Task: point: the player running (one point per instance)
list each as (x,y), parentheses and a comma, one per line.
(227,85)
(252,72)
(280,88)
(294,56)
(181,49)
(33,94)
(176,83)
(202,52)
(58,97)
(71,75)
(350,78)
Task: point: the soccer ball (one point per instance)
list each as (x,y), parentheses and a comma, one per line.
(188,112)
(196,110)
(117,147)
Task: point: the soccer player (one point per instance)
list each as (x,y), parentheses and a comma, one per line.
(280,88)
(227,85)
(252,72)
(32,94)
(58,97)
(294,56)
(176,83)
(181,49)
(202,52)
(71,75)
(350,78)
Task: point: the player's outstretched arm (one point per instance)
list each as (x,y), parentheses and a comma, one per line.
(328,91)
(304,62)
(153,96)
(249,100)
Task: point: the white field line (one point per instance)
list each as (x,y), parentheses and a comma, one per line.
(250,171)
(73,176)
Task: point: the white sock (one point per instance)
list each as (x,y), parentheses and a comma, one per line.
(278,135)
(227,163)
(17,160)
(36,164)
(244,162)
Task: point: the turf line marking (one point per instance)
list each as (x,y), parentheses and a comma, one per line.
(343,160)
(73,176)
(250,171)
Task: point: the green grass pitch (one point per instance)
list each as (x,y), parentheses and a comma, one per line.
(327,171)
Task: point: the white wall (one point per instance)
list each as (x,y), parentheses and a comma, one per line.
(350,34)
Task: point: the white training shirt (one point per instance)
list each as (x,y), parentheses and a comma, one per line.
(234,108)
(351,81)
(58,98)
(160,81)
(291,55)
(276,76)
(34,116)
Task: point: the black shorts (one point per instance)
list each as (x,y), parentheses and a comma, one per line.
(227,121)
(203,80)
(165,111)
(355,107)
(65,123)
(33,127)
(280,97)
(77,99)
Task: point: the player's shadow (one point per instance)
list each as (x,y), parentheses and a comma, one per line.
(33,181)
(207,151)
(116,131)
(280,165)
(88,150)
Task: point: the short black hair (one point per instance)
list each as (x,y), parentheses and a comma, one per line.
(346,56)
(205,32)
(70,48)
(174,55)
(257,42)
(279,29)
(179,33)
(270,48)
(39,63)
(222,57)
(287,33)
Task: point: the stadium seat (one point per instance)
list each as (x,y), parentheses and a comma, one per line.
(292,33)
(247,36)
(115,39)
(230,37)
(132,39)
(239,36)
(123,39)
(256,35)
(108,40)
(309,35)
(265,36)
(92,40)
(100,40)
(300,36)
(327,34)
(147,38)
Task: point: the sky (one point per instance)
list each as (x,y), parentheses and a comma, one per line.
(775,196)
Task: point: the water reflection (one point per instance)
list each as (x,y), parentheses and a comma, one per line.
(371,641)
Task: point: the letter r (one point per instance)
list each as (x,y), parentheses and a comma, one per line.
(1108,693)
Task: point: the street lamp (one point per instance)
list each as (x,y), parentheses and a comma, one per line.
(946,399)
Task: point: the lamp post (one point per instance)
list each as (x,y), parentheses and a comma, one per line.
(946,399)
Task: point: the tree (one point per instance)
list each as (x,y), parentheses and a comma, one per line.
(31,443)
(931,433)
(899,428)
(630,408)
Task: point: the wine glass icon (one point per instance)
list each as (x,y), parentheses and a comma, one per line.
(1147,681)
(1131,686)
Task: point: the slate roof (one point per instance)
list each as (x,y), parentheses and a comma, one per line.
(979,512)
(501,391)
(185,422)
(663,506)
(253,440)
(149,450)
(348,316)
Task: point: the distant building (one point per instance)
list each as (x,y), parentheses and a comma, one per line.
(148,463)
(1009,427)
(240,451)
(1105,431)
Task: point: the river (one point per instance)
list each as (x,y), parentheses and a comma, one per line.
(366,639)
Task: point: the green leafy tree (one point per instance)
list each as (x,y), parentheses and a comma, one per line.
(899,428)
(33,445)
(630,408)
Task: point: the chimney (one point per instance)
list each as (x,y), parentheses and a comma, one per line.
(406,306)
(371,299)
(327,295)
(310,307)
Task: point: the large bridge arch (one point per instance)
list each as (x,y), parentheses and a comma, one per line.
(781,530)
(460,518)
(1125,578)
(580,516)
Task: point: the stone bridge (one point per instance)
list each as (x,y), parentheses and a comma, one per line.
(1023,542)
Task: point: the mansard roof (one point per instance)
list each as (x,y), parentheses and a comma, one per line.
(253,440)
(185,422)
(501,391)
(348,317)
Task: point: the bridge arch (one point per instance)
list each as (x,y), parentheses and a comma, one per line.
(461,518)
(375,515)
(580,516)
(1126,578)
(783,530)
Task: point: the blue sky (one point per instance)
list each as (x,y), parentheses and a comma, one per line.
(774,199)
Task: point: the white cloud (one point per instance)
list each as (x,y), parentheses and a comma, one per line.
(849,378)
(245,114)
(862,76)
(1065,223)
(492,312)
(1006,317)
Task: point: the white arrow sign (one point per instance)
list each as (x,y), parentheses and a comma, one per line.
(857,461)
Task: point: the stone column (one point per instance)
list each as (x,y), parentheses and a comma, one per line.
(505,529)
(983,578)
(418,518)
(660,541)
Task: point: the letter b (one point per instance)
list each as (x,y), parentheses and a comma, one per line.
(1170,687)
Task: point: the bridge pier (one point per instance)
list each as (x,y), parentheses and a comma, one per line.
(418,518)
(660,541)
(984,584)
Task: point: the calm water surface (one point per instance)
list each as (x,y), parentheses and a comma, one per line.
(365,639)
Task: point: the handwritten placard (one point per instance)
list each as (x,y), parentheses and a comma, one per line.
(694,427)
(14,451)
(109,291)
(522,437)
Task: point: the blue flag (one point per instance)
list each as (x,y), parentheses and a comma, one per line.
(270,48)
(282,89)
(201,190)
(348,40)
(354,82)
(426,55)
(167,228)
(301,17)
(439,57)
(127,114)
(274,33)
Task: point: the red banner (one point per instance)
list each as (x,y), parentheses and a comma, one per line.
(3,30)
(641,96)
□ □ □
● **WHAT TO WORK ON**: Copy all lines in the listing above where the string "bridge" appears.

● **WRITTEN REPLY**:
Task: point: the large bridge arch (one point per instance)
Task: point: the stone bridge (one point per instance)
Task: point: the bridge arch (one point per instance)
Task: point: the bridge pier (one point per instance)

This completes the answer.